▸ TASK REQUIREMENTS:
In the inspection report below, about how many births does Croydon Health Services undertake each year?

06-07 December 2022
During an inspection looking at part of the service
Pages 1 and 2 of this report relate to the hospital and the ratings of that location, from page 3 the ratings and information relate to maternity services based at the Croydon University Hospital.
Croydon Health Services NHS trust provides integrated NHS services to care for people at Croydon University Hospital (CUH) and Purley War Memorial Hospital (PWMH). Services are provided to a population of approximately 383,000 people. Croydon University Hospital is based in South London. The population has a high level of deprivation compared to England average and has the youngest population of any London borough. Data shows that approximately a third of the population are aged under 25. Croydon Health Services is the main provider of maternity care for local women and undertakes approximately 3,500 births per year. The maternity service at the hospital comprises of a consultant led delivery suite, birthing pools, midwifery led unit, home birthing team, a dedicated operating theatre, recovery area, antenatal clinic, antenatal and postnatal wards, day assessment unit and a triage area.

▸ DATA LISTING:
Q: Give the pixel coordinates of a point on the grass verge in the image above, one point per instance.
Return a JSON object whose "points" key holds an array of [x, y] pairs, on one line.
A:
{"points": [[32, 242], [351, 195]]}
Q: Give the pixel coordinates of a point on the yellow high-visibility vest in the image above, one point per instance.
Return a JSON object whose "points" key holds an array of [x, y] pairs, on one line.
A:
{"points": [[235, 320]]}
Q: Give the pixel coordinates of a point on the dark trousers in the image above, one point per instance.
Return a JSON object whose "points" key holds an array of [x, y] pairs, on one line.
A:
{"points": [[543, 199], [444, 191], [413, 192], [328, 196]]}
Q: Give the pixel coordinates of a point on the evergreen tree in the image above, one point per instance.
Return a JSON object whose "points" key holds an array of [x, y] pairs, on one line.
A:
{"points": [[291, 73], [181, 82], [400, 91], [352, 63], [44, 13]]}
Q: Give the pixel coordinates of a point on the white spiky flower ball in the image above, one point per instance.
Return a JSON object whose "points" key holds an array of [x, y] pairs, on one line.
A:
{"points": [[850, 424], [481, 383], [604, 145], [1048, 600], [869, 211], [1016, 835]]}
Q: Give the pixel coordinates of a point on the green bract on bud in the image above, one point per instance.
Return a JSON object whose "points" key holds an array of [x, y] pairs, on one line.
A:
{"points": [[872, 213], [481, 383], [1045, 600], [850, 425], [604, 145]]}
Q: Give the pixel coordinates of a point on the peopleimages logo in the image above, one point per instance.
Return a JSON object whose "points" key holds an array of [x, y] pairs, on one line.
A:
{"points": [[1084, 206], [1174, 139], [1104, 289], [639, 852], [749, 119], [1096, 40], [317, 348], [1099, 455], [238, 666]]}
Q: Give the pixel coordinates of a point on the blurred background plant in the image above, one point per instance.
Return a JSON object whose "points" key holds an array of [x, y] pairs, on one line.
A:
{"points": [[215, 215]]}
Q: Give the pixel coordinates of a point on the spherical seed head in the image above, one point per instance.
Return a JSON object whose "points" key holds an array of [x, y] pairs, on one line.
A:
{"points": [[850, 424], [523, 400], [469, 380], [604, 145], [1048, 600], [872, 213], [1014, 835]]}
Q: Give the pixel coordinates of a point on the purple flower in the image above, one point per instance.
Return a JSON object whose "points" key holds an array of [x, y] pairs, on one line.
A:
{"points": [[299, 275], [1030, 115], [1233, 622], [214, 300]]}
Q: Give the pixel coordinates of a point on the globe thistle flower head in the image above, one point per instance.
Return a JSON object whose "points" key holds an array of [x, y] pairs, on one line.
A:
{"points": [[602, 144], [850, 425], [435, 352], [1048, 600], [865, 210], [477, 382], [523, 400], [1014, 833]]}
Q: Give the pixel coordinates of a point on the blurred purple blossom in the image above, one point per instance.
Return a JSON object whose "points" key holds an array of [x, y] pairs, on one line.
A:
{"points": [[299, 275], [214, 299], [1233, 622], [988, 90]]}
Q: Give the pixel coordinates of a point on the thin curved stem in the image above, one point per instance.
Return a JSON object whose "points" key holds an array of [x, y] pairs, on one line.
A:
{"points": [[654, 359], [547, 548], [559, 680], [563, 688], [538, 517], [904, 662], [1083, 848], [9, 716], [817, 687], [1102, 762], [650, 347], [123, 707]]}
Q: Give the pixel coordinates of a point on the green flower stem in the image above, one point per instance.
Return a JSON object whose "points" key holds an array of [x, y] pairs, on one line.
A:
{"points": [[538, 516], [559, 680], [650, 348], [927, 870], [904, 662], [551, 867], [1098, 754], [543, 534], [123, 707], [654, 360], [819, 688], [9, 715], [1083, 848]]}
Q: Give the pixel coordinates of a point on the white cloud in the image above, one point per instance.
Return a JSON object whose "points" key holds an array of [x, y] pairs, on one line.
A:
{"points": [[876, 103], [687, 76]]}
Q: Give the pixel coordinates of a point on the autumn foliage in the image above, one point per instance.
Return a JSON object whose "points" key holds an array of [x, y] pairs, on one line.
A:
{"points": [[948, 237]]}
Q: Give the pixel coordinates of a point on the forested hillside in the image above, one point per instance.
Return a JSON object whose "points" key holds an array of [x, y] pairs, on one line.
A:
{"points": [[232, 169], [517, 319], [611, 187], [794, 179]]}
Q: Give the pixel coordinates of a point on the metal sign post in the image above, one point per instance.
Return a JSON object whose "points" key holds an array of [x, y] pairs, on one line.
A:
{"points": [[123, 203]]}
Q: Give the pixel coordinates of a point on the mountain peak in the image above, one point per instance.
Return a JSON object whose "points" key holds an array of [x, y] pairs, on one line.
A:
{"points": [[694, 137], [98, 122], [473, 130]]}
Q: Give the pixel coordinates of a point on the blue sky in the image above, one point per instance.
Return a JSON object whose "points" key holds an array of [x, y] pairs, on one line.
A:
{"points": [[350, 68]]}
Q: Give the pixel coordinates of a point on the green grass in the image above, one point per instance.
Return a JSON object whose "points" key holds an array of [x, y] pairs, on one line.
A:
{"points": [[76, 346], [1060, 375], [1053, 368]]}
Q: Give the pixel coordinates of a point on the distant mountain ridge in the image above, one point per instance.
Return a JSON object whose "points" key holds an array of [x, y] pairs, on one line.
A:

▸ RESULT FOR THIS EXERCISE:
Approximately 3,500 births per year.